--- What you will do ---
In the data below, locate each line with the word "mirror" and list it.

(Materials provided)

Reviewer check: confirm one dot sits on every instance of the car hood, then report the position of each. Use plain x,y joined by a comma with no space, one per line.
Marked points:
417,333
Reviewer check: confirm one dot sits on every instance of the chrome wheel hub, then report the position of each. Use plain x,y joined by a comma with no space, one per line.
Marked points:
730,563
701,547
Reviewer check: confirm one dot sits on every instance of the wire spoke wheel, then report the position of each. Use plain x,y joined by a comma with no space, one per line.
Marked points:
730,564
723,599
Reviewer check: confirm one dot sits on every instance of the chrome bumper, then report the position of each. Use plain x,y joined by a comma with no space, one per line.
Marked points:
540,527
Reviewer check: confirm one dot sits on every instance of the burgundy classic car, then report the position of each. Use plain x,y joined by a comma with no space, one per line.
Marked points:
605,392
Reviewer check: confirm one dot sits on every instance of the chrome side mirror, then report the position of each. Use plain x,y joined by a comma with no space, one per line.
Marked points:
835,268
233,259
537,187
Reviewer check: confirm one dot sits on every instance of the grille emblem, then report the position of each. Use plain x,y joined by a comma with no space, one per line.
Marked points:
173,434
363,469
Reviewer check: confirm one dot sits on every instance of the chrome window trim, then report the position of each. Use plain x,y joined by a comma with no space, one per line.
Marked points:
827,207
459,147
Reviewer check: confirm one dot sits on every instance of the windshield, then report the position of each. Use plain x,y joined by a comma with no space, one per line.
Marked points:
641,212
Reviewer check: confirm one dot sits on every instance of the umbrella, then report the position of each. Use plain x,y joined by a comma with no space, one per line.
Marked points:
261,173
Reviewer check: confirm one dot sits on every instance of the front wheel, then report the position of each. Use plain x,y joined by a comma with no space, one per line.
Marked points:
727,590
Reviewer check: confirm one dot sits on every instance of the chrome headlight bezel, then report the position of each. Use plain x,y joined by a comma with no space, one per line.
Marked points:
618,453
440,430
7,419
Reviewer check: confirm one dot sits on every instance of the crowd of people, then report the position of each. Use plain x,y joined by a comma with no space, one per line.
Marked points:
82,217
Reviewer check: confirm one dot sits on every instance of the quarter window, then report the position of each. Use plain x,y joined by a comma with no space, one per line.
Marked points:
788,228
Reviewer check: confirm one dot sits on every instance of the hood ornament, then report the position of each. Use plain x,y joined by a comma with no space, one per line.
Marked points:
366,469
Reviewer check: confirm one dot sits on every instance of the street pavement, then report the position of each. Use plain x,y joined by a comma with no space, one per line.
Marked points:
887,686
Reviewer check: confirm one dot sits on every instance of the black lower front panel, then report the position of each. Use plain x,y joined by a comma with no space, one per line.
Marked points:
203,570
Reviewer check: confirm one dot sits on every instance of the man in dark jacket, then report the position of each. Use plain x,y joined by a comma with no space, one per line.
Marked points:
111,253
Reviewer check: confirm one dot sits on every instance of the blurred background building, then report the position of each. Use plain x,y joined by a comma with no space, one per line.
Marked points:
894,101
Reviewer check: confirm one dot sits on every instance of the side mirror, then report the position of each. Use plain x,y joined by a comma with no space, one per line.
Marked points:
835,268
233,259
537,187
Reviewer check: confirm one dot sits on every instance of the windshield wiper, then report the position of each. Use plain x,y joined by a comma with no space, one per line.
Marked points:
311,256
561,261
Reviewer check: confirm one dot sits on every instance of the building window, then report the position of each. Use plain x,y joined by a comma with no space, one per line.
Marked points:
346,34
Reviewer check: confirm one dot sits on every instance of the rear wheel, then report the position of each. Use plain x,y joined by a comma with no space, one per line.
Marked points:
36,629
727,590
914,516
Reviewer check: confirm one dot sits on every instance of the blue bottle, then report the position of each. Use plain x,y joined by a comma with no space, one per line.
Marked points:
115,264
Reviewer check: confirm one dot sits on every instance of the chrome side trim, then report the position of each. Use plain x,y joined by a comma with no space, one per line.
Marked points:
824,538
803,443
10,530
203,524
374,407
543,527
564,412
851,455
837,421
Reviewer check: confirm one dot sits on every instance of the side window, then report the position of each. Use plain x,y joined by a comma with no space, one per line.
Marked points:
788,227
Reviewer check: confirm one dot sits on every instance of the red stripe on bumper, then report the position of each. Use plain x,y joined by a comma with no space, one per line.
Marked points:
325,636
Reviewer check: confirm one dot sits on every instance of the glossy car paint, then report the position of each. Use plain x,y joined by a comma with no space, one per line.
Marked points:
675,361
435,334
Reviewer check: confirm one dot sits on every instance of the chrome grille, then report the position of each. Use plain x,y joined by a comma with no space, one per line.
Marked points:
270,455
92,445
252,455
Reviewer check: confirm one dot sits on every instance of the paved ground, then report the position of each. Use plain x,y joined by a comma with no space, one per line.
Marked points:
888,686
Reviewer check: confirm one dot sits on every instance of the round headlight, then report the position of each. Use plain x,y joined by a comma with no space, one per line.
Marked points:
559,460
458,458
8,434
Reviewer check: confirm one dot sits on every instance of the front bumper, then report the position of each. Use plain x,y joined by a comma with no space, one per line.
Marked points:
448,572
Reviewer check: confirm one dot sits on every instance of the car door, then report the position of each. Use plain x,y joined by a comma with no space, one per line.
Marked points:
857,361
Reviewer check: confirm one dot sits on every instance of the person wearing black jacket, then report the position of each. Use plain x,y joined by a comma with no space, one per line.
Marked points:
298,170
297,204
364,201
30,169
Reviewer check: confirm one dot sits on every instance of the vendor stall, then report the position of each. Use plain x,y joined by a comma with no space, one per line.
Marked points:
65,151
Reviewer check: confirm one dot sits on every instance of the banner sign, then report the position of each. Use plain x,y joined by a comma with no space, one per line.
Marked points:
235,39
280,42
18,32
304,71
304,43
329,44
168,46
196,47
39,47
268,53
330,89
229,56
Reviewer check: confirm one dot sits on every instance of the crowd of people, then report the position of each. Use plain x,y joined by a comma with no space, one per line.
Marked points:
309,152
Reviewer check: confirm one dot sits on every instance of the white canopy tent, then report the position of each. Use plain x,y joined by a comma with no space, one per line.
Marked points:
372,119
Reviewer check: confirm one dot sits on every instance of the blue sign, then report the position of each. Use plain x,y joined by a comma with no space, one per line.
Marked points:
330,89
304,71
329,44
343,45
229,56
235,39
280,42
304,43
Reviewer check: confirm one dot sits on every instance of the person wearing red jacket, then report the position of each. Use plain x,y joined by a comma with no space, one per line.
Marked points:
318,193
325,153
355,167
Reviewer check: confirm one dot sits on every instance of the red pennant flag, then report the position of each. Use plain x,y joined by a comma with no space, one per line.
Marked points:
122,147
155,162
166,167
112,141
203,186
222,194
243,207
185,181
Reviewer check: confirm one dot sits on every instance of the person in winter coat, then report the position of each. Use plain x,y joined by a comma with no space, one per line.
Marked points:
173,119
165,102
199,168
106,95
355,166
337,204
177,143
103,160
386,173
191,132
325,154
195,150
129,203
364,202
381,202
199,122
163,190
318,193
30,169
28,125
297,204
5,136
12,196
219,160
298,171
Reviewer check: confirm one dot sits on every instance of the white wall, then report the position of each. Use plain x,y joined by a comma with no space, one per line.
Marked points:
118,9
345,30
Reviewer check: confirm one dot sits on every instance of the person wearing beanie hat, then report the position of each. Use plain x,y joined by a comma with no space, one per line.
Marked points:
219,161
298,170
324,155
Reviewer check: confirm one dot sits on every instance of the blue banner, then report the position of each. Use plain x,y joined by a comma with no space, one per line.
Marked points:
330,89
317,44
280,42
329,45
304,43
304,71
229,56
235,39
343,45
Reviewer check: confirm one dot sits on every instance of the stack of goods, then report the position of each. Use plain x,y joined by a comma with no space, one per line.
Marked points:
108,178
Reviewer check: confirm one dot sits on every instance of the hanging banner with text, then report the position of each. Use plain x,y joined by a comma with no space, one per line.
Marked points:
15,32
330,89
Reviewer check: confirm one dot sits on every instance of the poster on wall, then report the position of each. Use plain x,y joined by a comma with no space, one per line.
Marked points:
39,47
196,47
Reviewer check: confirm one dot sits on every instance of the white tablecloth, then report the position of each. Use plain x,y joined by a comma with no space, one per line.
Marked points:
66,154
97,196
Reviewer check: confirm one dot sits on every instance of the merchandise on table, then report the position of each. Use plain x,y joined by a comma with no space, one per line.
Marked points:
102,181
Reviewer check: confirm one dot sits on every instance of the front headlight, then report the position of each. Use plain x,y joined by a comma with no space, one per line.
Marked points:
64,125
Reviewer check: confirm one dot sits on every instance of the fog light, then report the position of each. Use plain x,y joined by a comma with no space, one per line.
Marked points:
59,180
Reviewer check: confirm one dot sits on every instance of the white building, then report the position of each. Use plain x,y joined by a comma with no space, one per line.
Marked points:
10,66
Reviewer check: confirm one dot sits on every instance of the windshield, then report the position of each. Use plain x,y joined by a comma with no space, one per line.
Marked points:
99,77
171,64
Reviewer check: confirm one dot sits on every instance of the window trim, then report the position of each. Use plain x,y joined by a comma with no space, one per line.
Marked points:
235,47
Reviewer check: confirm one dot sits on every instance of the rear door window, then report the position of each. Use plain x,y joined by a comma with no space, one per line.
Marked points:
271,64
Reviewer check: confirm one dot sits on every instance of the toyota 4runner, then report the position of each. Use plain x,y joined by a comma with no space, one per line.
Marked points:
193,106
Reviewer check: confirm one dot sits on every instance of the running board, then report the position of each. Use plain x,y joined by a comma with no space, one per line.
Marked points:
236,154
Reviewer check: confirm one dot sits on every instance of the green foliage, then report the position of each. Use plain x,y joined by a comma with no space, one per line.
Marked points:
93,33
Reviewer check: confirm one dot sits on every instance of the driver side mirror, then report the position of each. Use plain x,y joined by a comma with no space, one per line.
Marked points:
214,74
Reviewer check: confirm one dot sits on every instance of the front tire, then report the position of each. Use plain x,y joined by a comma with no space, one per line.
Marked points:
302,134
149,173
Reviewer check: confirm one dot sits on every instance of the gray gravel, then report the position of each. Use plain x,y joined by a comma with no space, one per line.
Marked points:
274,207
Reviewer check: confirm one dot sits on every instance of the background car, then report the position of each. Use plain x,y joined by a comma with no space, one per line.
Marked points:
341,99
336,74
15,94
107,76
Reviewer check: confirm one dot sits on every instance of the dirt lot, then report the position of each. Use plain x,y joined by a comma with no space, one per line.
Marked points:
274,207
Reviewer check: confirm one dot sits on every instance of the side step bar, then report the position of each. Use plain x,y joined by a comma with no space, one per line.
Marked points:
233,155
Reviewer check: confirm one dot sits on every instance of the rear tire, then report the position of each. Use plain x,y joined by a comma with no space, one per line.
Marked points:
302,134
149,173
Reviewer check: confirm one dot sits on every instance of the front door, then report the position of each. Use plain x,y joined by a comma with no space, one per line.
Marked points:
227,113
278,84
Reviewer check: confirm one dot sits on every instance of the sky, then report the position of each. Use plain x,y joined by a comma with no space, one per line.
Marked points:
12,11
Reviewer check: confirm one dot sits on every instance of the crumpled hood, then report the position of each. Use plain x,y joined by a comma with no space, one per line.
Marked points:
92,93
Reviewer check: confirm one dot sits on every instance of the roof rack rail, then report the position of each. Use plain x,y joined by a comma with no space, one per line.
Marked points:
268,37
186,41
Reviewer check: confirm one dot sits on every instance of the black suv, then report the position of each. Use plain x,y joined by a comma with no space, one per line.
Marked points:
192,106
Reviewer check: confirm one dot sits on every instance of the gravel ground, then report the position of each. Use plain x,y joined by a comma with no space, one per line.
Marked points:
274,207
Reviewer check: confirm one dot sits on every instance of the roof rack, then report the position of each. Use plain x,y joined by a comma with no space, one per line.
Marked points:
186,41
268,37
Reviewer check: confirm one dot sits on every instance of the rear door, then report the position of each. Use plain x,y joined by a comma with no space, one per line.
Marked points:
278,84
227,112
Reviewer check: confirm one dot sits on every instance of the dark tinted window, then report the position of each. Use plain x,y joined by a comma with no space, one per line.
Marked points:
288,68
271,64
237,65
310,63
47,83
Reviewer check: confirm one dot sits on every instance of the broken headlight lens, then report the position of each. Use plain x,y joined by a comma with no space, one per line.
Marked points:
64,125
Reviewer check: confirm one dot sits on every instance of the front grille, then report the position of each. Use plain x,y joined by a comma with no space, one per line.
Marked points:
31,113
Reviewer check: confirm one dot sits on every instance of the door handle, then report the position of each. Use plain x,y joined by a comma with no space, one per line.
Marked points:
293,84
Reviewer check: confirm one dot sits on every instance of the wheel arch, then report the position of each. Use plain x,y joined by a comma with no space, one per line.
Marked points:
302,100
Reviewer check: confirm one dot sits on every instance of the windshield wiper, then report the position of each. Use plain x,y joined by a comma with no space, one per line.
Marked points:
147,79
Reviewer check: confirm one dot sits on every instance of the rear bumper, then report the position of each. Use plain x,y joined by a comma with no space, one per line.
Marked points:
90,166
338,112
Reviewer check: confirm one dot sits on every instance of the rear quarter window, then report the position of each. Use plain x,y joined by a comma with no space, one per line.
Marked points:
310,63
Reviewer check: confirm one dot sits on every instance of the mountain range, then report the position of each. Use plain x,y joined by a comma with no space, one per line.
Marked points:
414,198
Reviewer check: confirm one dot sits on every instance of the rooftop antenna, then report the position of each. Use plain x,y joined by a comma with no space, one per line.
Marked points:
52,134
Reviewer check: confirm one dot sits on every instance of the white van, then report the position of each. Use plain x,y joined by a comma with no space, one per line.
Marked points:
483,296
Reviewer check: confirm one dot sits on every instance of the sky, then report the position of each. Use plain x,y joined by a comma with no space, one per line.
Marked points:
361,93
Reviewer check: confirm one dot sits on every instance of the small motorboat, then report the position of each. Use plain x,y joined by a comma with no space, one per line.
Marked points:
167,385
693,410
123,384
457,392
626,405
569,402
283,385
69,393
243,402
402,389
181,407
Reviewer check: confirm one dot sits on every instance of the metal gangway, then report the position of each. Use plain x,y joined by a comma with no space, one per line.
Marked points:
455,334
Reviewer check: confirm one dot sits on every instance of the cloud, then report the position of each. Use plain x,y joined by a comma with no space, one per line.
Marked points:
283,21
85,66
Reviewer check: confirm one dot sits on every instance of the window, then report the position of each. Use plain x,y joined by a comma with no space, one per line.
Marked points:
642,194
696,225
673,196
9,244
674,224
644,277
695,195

(End Materials provided)

--- Problem solution ---
Reviewer check: confirm one dot sits on every instance of the chrome side mirror, then report the position of each. Use plain x,y joined by a comma with no space, one per line.
Reviewer check: confirm one dot sits on every instance of the side mirror, then report the position of each. Use plain x,y joined by a comma with no space, one per line.
Reviewer check: confirm one dot sits on every instance of the driver side mirror, then report the position of each. Use plain x,y joined by a comma with no space, one per line.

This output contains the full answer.